GOAL OF THE EXERCISE.
Pictures stay out of the copy. Retype exactly the lines below from the one with "Query: stone cliff face" through the one with "[indicate] white soccer ball".

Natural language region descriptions
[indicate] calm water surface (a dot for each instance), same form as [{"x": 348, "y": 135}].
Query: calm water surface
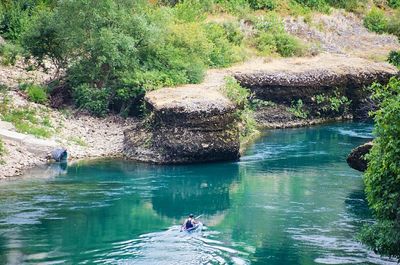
[{"x": 291, "y": 199}]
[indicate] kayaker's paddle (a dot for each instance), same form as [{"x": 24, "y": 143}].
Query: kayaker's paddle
[{"x": 197, "y": 217}]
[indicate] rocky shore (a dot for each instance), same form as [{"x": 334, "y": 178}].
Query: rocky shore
[{"x": 185, "y": 126}]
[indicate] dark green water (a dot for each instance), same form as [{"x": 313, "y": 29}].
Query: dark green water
[{"x": 292, "y": 199}]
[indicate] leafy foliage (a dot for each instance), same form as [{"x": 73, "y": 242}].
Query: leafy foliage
[
  {"x": 26, "y": 120},
  {"x": 376, "y": 21},
  {"x": 394, "y": 58},
  {"x": 381, "y": 179},
  {"x": 116, "y": 49},
  {"x": 394, "y": 3},
  {"x": 9, "y": 53},
  {"x": 2, "y": 150},
  {"x": 36, "y": 93},
  {"x": 272, "y": 38}
]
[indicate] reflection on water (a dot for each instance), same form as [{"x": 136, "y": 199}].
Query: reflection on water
[{"x": 292, "y": 199}]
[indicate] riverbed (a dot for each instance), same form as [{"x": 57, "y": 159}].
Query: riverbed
[{"x": 291, "y": 199}]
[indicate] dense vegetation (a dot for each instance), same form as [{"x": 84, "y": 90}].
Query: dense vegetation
[
  {"x": 382, "y": 179},
  {"x": 108, "y": 53}
]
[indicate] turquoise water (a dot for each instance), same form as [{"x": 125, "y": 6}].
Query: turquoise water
[{"x": 291, "y": 199}]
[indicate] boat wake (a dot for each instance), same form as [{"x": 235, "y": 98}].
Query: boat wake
[{"x": 172, "y": 247}]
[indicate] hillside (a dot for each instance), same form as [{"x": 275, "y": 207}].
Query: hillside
[{"x": 77, "y": 85}]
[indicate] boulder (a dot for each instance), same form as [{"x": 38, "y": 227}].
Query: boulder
[
  {"x": 288, "y": 80},
  {"x": 356, "y": 158},
  {"x": 184, "y": 126}
]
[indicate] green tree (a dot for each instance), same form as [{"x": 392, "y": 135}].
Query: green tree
[{"x": 382, "y": 178}]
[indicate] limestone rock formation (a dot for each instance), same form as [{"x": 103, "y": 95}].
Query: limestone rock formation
[
  {"x": 285, "y": 81},
  {"x": 185, "y": 126},
  {"x": 356, "y": 158}
]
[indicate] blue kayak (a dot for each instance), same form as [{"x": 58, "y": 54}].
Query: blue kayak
[{"x": 197, "y": 228}]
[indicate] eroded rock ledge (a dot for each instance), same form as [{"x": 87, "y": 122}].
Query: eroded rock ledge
[
  {"x": 285, "y": 81},
  {"x": 356, "y": 158},
  {"x": 185, "y": 126}
]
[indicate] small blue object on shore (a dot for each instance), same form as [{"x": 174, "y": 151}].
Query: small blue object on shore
[{"x": 59, "y": 154}]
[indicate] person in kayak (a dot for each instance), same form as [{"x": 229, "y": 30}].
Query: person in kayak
[{"x": 189, "y": 222}]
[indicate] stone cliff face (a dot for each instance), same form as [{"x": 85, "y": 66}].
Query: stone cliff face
[
  {"x": 185, "y": 126},
  {"x": 288, "y": 81}
]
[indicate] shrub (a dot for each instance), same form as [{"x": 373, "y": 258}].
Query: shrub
[
  {"x": 2, "y": 149},
  {"x": 394, "y": 58},
  {"x": 233, "y": 33},
  {"x": 376, "y": 21},
  {"x": 263, "y": 4},
  {"x": 319, "y": 5},
  {"x": 394, "y": 3},
  {"x": 9, "y": 53},
  {"x": 393, "y": 26},
  {"x": 94, "y": 100},
  {"x": 288, "y": 45},
  {"x": 382, "y": 182},
  {"x": 222, "y": 52},
  {"x": 265, "y": 43},
  {"x": 26, "y": 120},
  {"x": 36, "y": 94},
  {"x": 349, "y": 5}
]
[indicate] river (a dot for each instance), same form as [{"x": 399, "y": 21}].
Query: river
[{"x": 291, "y": 199}]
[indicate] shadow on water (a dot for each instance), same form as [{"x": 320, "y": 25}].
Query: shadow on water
[
  {"x": 291, "y": 199},
  {"x": 204, "y": 193}
]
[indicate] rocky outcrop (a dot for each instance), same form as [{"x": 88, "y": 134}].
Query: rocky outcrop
[
  {"x": 356, "y": 158},
  {"x": 285, "y": 81},
  {"x": 185, "y": 126}
]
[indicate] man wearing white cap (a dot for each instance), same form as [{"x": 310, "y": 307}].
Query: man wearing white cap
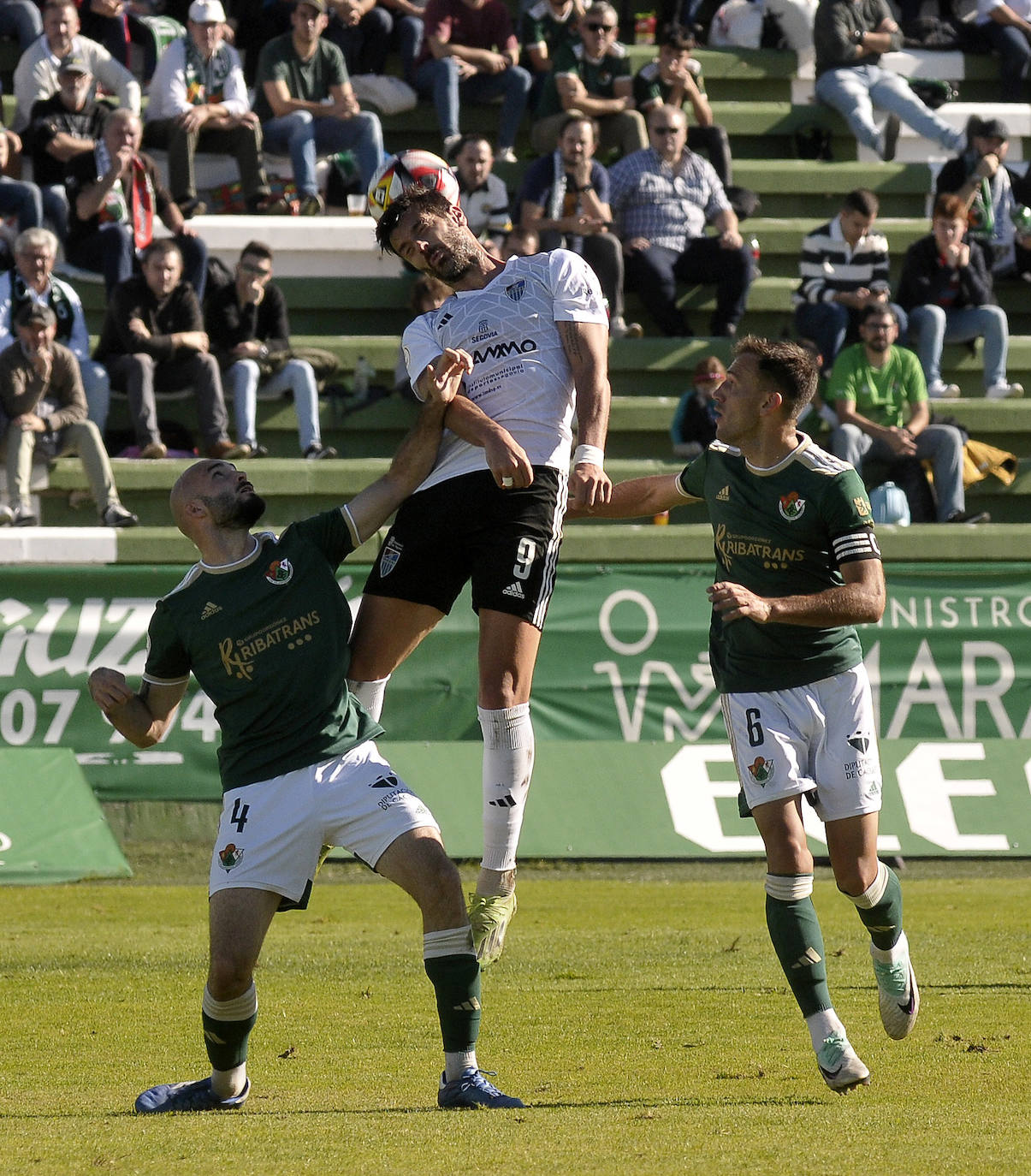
[{"x": 198, "y": 101}]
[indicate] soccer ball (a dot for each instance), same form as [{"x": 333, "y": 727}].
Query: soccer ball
[{"x": 402, "y": 170}]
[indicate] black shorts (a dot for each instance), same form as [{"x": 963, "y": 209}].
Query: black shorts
[{"x": 468, "y": 528}]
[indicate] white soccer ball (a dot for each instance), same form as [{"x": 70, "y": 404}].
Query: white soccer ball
[{"x": 406, "y": 169}]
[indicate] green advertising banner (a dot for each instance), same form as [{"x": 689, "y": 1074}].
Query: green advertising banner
[
  {"x": 623, "y": 661},
  {"x": 53, "y": 830}
]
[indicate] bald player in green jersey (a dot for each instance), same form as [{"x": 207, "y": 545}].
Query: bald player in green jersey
[
  {"x": 797, "y": 568},
  {"x": 263, "y": 625}
]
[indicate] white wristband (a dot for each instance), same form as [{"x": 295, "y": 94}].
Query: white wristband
[{"x": 590, "y": 455}]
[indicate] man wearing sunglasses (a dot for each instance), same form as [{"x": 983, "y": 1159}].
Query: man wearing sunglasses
[
  {"x": 251, "y": 338},
  {"x": 593, "y": 78},
  {"x": 662, "y": 199}
]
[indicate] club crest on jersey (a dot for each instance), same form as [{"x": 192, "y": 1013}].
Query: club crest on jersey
[
  {"x": 389, "y": 556},
  {"x": 280, "y": 572},
  {"x": 791, "y": 507},
  {"x": 229, "y": 856},
  {"x": 762, "y": 770}
]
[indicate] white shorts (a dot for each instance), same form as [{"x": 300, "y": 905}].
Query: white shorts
[
  {"x": 272, "y": 833},
  {"x": 816, "y": 739}
]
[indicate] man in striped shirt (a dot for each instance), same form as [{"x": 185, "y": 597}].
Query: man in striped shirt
[{"x": 843, "y": 270}]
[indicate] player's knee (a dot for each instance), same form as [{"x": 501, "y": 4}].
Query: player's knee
[{"x": 229, "y": 974}]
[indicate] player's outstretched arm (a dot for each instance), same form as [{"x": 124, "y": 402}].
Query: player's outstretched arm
[
  {"x": 142, "y": 716},
  {"x": 506, "y": 458},
  {"x": 439, "y": 384},
  {"x": 587, "y": 348},
  {"x": 637, "y": 497},
  {"x": 858, "y": 600}
]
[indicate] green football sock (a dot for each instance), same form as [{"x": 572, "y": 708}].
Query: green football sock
[
  {"x": 456, "y": 981},
  {"x": 798, "y": 942},
  {"x": 227, "y": 1028},
  {"x": 880, "y": 907}
]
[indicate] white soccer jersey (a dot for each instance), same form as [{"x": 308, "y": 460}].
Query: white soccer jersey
[{"x": 521, "y": 377}]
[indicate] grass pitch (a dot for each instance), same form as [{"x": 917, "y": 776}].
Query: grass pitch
[{"x": 638, "y": 1010}]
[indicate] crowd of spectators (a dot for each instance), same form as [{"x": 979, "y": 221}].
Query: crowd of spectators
[{"x": 631, "y": 172}]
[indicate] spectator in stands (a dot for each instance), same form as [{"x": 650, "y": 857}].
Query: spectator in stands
[
  {"x": 880, "y": 400},
  {"x": 35, "y": 251},
  {"x": 521, "y": 242},
  {"x": 427, "y": 294},
  {"x": 1005, "y": 25},
  {"x": 113, "y": 197},
  {"x": 21, "y": 21},
  {"x": 406, "y": 33},
  {"x": 41, "y": 396},
  {"x": 249, "y": 336},
  {"x": 307, "y": 104},
  {"x": 694, "y": 424},
  {"x": 546, "y": 27},
  {"x": 946, "y": 291},
  {"x": 483, "y": 194},
  {"x": 62, "y": 128},
  {"x": 153, "y": 340},
  {"x": 843, "y": 270},
  {"x": 850, "y": 37},
  {"x": 675, "y": 79},
  {"x": 19, "y": 199},
  {"x": 471, "y": 54},
  {"x": 566, "y": 199},
  {"x": 662, "y": 199},
  {"x": 37, "y": 73},
  {"x": 591, "y": 78},
  {"x": 361, "y": 31},
  {"x": 992, "y": 194},
  {"x": 198, "y": 103}
]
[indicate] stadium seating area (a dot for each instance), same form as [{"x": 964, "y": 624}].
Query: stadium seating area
[{"x": 347, "y": 298}]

EXERCISE OUTPUT.
Query: stone cliff face
[
  {"x": 185, "y": 126},
  {"x": 288, "y": 81}
]
[indicate] shrub (a dot for each instance), same form as [{"x": 373, "y": 258}].
Query: shrub
[
  {"x": 2, "y": 149},
  {"x": 394, "y": 58},
  {"x": 233, "y": 33},
  {"x": 376, "y": 21},
  {"x": 263, "y": 4},
  {"x": 319, "y": 5},
  {"x": 394, "y": 3},
  {"x": 9, "y": 53},
  {"x": 393, "y": 26},
  {"x": 94, "y": 100},
  {"x": 288, "y": 45},
  {"x": 382, "y": 182},
  {"x": 222, "y": 52},
  {"x": 265, "y": 43},
  {"x": 26, "y": 120},
  {"x": 36, "y": 94},
  {"x": 349, "y": 5}
]
[indicate] river (a dot for each instance), same form as [{"x": 399, "y": 21}].
Query: river
[{"x": 291, "y": 199}]
[indicate] shadow on water (a dot for each instance), same form as [{"x": 320, "y": 25}].
Query: shadow on water
[
  {"x": 291, "y": 199},
  {"x": 204, "y": 193}
]
[indicate] rocky outcrop (a dot for each instance), same form as [{"x": 88, "y": 134}].
Query: rocky outcrop
[
  {"x": 356, "y": 158},
  {"x": 285, "y": 81},
  {"x": 185, "y": 126}
]
[indicate] man wearing white cap (a dot for each instance), same form as [{"x": 310, "y": 307}].
Query: man wearing white cap
[{"x": 198, "y": 101}]
[indicate] soccer ball (a dot for each instance), same form as [{"x": 333, "y": 727}].
Query: soccer ball
[{"x": 402, "y": 170}]
[indicate] black shorts (a dot for each instance), same form as [{"x": 963, "y": 209}].
Query: black shorts
[{"x": 468, "y": 528}]
[indicate] white soccer ball (a dot for each instance), same form as [{"x": 70, "y": 404}].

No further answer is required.